WT1基因检测时机对Wilm s肿瘤合并慢性肾脏疾病预后影响的回顾性队列研究

Retrospective cohort study of the effect of WT1 gene detection time on the prognosis of children with Wilms tumor and chronic kidney disease

目的分析在Wilms肿瘤合并慢性肾脏疾病(CKD)的患儿中WT1基因检测对诊断和长期预后的影响。方法检索上海市肾脏发育与儿童肾脏病研究中心儿童肾脏病基因检测数据库,2001年1月1日至2018年12月31日明确WT1基因突变、年龄<18岁患儿,或Wilms肿瘤合并CKD 2~5期或肾病综合征或有蛋白尿的连续病例。按进展为终末期肾衰竭(ESRD)之前是否明确WT1基因突变分为早诊断组和晚诊断组,以ESRD为终点比较两组的预后。结果22例患儿明确WT1基因的常染色体显性遗传突变,分别位于第8~9外显子/内含子。依据临床分型,10例为Denys-Drash综合征,3例为Fraiser综合征,9例表型为孤立型肾病综合征,5例合并假两性畸形。随访终点进入ESRD有15例,7例进入CKD 2~4期。应用生存曲线分析证实,早诊断组较晚诊断组进入ESRD病程显著延迟(P=0.011)。结论在儿童Wilms肿瘤、肾病综合征/蛋白尿、慢性肾功能损害的患儿中,在肾功能进展恶化之前及早明确WT1基因突变,不仅有助于临床诊断分型,还能显著延缓进入ESRD病程。

所列条目
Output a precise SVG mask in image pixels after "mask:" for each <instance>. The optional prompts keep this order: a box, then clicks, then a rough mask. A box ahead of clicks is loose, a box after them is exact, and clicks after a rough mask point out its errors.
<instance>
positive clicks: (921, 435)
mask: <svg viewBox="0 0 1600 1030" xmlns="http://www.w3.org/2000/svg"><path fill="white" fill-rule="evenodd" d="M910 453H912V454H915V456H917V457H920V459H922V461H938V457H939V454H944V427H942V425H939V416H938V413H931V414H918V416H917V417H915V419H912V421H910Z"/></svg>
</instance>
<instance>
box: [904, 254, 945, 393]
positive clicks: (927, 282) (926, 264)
...
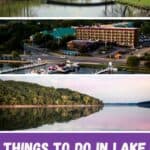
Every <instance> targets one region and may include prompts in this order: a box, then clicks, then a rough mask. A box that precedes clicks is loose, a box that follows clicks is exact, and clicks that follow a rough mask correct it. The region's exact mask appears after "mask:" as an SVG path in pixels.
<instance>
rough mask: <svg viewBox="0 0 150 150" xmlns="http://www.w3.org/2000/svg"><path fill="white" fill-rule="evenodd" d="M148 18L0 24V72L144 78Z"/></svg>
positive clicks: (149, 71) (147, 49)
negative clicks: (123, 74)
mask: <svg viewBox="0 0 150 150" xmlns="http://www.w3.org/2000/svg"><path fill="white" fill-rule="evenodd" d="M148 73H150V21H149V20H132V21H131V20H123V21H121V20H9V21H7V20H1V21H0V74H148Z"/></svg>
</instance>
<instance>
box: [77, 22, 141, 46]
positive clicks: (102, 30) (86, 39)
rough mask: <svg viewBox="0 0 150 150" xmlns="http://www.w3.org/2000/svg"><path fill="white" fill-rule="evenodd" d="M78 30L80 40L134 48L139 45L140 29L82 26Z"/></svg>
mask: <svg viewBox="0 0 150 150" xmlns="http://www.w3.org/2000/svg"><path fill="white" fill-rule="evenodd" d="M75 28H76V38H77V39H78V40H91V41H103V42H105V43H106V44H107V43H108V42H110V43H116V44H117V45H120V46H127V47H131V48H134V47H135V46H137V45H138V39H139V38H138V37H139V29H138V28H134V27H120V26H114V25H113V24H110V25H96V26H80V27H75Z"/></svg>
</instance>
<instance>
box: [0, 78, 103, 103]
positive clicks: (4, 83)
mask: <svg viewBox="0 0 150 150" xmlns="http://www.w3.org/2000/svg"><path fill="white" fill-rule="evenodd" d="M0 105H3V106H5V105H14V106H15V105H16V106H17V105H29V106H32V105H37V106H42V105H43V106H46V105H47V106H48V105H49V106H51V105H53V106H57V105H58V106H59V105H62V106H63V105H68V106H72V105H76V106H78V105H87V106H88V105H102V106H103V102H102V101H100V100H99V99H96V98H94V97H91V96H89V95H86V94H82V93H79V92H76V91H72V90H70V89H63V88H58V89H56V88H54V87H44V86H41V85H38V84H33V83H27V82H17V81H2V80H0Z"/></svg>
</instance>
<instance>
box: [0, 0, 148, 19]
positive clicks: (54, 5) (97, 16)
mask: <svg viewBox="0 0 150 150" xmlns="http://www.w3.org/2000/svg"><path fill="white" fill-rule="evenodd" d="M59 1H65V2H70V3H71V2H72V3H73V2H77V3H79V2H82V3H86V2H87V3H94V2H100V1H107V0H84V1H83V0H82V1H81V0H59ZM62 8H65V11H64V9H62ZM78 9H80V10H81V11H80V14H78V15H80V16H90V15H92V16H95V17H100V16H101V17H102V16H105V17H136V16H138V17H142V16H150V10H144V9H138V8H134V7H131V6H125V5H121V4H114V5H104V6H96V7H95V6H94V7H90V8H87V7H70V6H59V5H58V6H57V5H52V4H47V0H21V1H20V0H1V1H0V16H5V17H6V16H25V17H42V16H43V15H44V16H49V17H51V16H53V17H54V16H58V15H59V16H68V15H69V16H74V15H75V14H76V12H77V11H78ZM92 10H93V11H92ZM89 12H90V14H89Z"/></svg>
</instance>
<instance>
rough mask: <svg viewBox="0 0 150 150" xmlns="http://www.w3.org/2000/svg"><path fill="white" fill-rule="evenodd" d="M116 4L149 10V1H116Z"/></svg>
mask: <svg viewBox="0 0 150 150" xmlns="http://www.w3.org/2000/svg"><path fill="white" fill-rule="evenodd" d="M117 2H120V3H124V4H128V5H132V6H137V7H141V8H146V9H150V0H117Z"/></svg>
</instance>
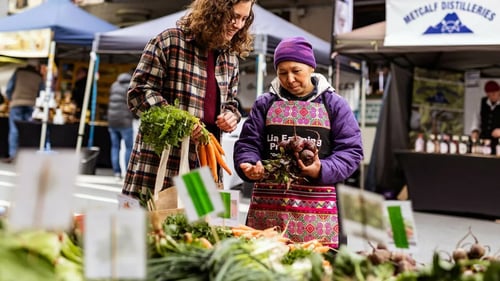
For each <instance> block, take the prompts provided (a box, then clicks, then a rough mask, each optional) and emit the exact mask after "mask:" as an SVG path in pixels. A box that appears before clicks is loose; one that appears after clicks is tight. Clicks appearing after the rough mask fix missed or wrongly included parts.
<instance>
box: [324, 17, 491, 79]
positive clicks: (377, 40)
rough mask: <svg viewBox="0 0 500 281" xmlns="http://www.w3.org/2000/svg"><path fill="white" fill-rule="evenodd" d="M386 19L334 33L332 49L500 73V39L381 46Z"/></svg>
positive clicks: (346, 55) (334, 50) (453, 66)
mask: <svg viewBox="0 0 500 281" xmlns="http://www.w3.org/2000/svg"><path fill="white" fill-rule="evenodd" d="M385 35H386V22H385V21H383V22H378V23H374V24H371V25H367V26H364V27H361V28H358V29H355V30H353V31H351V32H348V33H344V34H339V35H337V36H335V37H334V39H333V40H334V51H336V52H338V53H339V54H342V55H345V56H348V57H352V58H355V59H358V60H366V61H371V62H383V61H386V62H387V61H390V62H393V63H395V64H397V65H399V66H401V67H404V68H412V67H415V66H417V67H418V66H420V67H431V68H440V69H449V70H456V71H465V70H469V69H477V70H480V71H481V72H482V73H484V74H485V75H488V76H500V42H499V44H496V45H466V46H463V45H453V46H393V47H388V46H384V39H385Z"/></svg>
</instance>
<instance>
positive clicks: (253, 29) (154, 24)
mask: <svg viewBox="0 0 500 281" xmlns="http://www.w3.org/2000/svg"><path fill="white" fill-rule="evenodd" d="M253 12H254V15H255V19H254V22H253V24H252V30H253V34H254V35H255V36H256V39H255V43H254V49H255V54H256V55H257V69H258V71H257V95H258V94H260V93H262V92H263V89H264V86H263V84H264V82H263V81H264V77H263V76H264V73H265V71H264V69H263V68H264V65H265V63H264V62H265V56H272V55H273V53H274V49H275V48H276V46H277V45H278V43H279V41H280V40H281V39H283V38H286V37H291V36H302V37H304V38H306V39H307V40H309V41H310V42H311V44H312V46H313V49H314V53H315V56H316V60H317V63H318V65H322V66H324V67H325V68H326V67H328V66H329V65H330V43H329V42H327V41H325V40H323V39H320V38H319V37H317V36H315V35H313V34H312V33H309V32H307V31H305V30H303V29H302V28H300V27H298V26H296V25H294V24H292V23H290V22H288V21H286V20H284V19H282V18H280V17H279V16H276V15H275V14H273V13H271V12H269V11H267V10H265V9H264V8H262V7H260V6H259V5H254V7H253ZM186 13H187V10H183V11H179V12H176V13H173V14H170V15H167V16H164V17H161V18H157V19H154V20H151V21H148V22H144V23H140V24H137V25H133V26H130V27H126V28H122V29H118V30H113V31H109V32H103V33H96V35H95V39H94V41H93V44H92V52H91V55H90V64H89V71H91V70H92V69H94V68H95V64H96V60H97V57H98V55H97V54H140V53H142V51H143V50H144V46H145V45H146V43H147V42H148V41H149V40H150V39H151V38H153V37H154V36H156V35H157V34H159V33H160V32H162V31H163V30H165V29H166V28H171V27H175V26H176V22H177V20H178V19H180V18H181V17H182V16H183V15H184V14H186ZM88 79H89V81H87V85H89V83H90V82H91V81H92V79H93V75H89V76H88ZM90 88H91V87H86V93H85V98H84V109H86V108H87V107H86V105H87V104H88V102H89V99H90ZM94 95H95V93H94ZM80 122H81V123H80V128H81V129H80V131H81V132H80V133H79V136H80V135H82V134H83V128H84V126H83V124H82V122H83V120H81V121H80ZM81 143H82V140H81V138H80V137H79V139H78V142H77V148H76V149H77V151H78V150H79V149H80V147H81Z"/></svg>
==
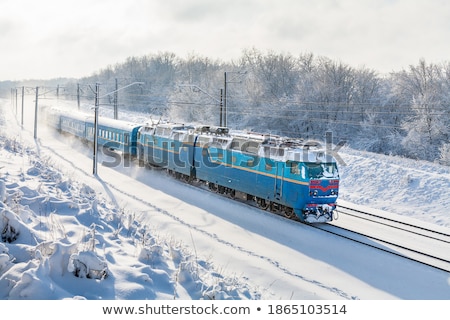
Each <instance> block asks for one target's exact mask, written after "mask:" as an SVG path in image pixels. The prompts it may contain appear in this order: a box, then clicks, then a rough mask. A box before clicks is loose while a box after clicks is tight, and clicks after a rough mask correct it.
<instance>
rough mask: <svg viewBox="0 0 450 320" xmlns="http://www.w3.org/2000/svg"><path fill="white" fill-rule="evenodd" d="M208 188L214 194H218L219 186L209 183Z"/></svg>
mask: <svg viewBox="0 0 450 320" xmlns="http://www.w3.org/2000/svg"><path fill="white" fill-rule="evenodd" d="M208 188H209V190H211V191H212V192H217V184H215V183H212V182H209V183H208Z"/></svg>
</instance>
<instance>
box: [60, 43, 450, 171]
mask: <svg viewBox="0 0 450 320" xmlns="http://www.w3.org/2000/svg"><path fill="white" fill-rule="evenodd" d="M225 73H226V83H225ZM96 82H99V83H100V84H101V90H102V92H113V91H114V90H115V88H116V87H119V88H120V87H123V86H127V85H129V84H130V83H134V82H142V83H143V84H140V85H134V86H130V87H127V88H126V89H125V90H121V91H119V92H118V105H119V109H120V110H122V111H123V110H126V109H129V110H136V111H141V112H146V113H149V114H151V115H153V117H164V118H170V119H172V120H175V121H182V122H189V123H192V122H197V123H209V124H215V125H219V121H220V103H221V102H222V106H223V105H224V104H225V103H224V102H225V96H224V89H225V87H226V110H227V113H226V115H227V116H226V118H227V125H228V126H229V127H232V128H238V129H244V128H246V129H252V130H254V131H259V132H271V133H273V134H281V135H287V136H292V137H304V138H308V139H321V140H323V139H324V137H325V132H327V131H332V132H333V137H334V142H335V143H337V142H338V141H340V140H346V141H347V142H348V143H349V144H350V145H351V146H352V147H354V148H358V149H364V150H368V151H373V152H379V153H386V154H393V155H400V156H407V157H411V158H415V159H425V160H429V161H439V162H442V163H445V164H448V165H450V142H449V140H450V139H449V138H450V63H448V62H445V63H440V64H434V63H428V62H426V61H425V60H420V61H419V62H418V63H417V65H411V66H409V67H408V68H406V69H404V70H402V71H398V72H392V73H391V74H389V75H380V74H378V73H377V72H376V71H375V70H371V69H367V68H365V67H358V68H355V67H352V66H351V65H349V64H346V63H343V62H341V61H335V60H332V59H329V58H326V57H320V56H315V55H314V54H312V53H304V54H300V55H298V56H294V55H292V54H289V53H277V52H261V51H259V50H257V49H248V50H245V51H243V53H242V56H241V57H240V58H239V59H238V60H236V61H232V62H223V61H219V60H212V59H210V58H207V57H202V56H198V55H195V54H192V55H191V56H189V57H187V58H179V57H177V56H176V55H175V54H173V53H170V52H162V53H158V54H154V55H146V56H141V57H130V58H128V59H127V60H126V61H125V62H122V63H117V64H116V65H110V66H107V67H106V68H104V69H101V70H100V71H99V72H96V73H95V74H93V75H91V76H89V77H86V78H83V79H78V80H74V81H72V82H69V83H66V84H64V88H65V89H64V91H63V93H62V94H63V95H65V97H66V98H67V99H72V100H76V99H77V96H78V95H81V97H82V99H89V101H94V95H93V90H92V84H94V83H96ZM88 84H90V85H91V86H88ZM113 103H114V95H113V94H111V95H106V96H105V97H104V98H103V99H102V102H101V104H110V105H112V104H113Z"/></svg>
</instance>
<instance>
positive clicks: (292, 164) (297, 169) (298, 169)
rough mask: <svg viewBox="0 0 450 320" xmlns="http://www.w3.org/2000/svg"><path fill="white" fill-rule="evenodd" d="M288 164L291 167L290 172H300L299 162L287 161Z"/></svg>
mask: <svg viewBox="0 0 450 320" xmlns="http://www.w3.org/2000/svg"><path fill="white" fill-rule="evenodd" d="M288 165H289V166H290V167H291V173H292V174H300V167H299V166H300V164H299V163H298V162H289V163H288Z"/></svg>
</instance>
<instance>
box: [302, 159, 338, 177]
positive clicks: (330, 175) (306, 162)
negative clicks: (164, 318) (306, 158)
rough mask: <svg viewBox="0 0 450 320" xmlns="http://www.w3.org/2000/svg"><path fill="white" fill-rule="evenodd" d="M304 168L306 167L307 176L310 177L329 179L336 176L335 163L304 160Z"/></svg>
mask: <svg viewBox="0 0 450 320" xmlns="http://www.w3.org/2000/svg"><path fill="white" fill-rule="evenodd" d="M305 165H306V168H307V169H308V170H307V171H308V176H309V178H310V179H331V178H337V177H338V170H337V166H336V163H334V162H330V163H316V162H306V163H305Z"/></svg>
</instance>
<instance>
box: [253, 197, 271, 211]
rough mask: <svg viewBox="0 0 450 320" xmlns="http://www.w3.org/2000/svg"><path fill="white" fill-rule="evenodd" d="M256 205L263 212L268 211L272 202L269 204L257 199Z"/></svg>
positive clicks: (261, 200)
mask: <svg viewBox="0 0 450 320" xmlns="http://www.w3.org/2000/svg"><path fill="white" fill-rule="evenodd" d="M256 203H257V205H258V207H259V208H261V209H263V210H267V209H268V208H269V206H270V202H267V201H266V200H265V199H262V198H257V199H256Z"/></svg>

任务项 A
请依据阅读摘录回答以下问题,每题一行:
(i) 检索数据库时纳入病例的时间范围是什么?
(ii) 依据临床分型,多少例为Denys-Drash综合征?
(iii) 随访终点时进入ESRD的患儿有多少例?
任务项 B
判断下列陈述是否与阅读摘录相符,回答"是"或"否",并逐字引用原文中起决定作用的词句:
(i) 患儿的WT1基因突变位于第8~9外显子/内含子。
(ii) 晚诊断组较早诊断组进入ESRD病程显著延迟。
(iii) 分组依据是进展为终末期肾衰竭之前是否明确WT1基因突变。

答复 A
(i) 2001年1月1日至2018年12月31日。
(ii) 10例。
(iii) 15例。

答复 B
(i) 是。"分别位于第8~9外显子/内含子"
(ii) 否。"早诊断组较晚诊断组进入ESRD病程显著延迟(P=0.011)"
(iii) 是。"按进展为终末期肾衰竭(ESRD)之前是否明确WT1基因突变分为早诊断组和晚诊断组"